STORED DATA>
──────────

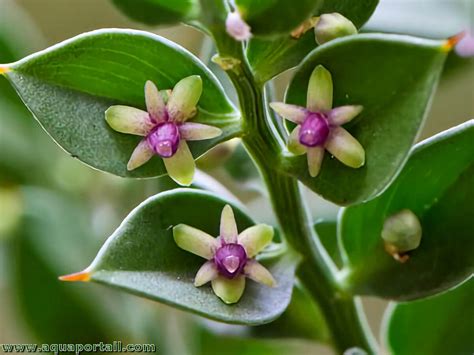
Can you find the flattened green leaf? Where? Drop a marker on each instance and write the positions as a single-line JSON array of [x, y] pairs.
[[141, 257], [437, 185], [158, 12], [69, 87], [327, 233], [439, 325], [270, 57], [393, 77]]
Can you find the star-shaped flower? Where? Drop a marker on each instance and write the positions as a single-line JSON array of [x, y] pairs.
[[319, 125], [164, 127], [231, 256]]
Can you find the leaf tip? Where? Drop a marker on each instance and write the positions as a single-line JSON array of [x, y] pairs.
[[82, 276], [451, 42], [4, 69]]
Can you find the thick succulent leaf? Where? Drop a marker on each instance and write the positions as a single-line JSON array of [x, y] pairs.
[[273, 17], [394, 107], [141, 257], [49, 239], [271, 56], [327, 234], [19, 136], [68, 88], [436, 184], [158, 12], [439, 325], [231, 345]]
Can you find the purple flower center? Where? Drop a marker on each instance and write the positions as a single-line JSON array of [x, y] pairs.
[[314, 130], [230, 259], [164, 139]]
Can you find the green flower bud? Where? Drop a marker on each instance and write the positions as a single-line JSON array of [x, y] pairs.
[[332, 26], [401, 232]]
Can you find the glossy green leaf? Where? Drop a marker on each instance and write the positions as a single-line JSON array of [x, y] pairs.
[[68, 88], [270, 57], [394, 108], [158, 12], [439, 325], [50, 238], [141, 257], [19, 136], [437, 185], [302, 319], [273, 17]]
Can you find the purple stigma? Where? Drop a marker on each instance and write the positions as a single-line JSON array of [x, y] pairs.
[[314, 130], [164, 139], [230, 259]]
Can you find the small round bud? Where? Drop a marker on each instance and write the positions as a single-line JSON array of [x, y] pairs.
[[402, 232], [237, 28], [332, 26]]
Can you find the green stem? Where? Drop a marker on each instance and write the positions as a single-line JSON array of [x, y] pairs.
[[317, 272]]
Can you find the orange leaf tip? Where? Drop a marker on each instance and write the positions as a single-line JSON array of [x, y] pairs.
[[83, 276], [451, 42], [4, 69]]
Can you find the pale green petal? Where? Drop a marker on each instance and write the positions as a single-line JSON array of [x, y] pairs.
[[343, 114], [292, 113], [315, 159], [255, 238], [184, 98], [206, 273], [126, 119], [345, 148], [195, 241], [229, 290], [294, 145], [228, 229], [180, 166], [192, 131], [319, 90], [154, 102], [140, 155], [258, 273]]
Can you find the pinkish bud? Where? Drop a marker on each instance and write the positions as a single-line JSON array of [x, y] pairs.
[[164, 139], [236, 27], [314, 130]]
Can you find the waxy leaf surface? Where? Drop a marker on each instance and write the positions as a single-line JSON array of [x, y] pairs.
[[269, 57], [69, 87], [50, 239], [393, 77], [437, 185], [141, 257], [439, 325], [158, 12]]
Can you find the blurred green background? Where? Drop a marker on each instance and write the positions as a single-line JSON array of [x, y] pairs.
[[55, 212]]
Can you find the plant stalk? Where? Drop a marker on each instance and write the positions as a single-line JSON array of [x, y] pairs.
[[317, 272]]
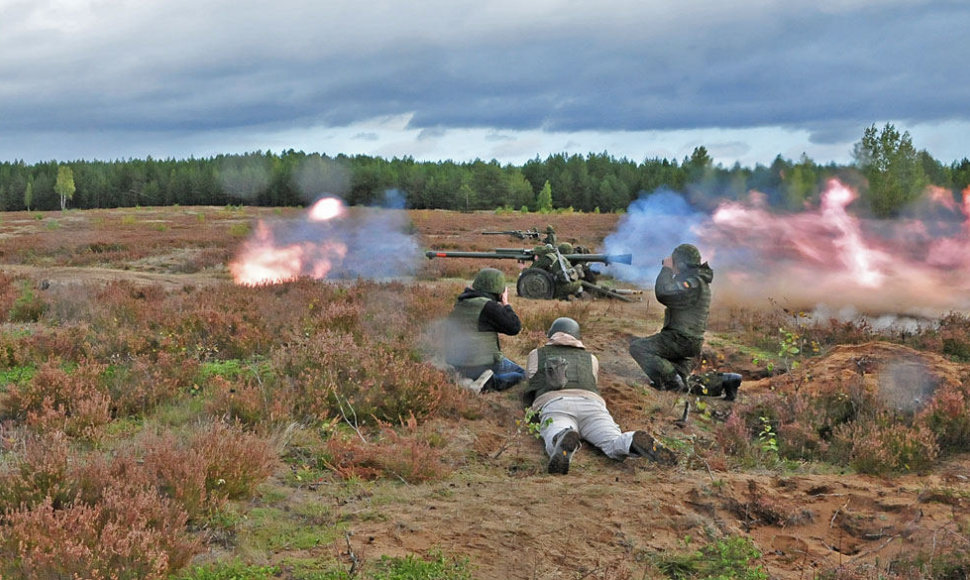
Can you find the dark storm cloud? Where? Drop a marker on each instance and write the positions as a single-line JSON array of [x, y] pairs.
[[828, 67]]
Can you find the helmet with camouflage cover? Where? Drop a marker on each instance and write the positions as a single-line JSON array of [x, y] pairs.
[[686, 256], [489, 280], [564, 324]]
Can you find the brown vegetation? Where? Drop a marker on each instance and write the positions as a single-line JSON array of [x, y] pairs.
[[154, 416]]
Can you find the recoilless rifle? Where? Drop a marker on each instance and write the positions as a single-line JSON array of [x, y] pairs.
[[532, 234], [551, 274]]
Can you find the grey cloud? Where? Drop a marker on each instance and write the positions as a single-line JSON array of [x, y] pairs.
[[830, 70]]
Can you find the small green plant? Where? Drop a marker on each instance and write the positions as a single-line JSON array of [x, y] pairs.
[[228, 571], [532, 424], [767, 436], [735, 558], [412, 568]]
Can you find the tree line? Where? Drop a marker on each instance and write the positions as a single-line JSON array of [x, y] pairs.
[[888, 170]]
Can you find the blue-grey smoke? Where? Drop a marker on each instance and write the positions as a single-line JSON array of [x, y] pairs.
[[652, 227]]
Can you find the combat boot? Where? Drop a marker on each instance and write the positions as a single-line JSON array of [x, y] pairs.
[[731, 383], [676, 384], [566, 446]]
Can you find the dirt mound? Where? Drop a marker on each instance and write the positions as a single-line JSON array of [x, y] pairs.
[[902, 378]]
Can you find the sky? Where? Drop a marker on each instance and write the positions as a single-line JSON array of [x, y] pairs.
[[495, 80]]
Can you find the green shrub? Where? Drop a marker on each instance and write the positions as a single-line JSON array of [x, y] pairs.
[[730, 558]]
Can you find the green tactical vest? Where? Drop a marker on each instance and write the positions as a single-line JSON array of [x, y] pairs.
[[470, 347], [578, 370]]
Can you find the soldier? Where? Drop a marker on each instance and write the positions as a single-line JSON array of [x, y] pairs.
[[481, 313], [563, 390], [683, 286]]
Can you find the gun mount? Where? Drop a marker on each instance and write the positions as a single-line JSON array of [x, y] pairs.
[[551, 274]]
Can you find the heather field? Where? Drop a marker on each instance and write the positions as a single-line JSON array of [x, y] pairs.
[[160, 420]]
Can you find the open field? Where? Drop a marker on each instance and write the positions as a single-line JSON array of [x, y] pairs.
[[158, 420]]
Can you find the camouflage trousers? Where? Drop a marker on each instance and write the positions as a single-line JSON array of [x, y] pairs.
[[665, 355]]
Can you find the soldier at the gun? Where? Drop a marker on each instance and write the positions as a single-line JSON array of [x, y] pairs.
[[482, 312], [668, 357]]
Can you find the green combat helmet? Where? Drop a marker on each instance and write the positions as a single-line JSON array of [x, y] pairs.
[[686, 256], [489, 280], [564, 324]]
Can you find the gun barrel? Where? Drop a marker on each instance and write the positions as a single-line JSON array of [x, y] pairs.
[[604, 258], [508, 255]]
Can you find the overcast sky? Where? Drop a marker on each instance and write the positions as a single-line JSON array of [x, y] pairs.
[[489, 79]]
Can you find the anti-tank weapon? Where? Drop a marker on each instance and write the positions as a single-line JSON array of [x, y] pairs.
[[551, 274], [532, 234]]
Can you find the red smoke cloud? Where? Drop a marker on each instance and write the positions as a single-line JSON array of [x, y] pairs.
[[827, 256]]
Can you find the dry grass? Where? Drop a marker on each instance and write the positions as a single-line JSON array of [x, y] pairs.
[[144, 423]]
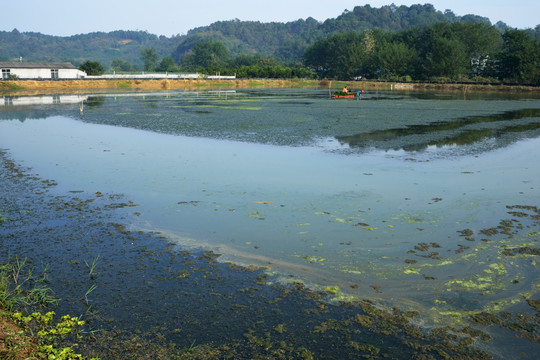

──────────

Reproduce verbatim the lines of the listing above from the one containing "Can you find the blue-grey" through the one containing "[[730, 558]]", with both of those lines included.

TASK ANSWER>
Can you find the blue-grey smoke? Where? Drop a marker on each instance and write the positions as a single-line JSON array of [x, y] pairs.
[[652, 227]]
Can you find the combat boot? Where? Drop a marker on each instance and write the positions as a single-line JSON array of [x, y] pairs.
[[731, 383], [676, 384], [566, 446]]
Can you find the dirt mound? Where? Drop a marker on each instance and write the positions as a single-line JSON array of [x, y] pairs.
[[902, 378]]
Can you find the sky? Where? Drop a marker on each instance and write the positions as a single-line JSON array of [x, y] pairs.
[[495, 80]]
Can you find the green shrub? Where? Drop a marker on each instance and write the positions as a single-line JSON array of [x, y] pairs.
[[730, 558]]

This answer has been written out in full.